Karunanidhi, known for his trademark baritone, lost his voice owing to a tracheostomy procedure, and he subsequently faded away from active politics with his public appearances becoming rare till his death aged 94 last evening.
The illness forced the ever-accessible nonagenarian leader to confine himself to his Gopalapuram residence as his son M K Stalin took charge of the day-to-day affairs of the party, assuming a new post of Working President.
Following his ascent to the Chief Minister's chair for the first time in 1969 following the death of incumbent and DMK founder C N Annadurai, Karunanidhi enjoyed unbridled success till 1972 when the charismatic Ramachandran decided to play spoilsport.
Kicked out of DMK following his differences with Karunanidhi, Ramachandran, popularly known as MGR, floated AIADMK and in the 1977 general elections steered his party to a massive win against DMK.

> **Your tasks**
(a) In the passage on Karunanidhi, what new post did M K Stalin take on when he assumed charge of the party's day-to-day affairs?
(b) Transcribe the passage on Karunanidhi word for word, everything from "Kicked out of" down to "win against DMK.".

> **Saved data entries**
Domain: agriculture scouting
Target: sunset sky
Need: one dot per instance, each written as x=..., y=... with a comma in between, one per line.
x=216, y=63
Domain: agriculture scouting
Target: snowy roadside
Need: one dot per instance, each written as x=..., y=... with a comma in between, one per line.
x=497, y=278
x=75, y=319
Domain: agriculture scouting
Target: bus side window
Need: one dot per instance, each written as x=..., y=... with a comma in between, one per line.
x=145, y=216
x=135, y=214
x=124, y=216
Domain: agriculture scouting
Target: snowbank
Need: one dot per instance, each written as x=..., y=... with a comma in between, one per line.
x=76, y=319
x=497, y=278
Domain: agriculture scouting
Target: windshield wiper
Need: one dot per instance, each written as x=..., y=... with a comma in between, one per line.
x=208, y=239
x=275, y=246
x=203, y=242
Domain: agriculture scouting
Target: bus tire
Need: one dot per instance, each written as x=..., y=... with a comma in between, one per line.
---
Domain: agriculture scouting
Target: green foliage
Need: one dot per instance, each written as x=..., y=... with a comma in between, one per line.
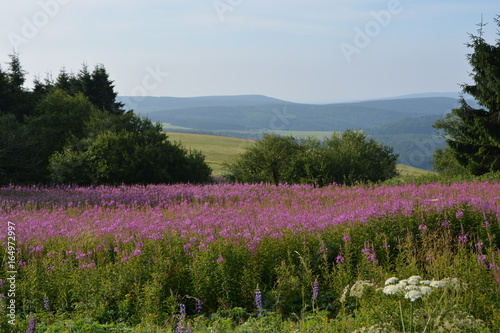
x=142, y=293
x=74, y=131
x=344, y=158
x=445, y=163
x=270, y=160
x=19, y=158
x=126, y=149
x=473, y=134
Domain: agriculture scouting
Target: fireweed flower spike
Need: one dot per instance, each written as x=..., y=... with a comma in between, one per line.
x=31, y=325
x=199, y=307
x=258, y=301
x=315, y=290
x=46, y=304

> **Final answers**
(a) Working President

(b)
Kicked out of DMK following his differences with Karunanidhi, Ramachandran, popularly known as MGR, floated AIADMK and in the 1977 general elections steered his party to a massive win against DMK.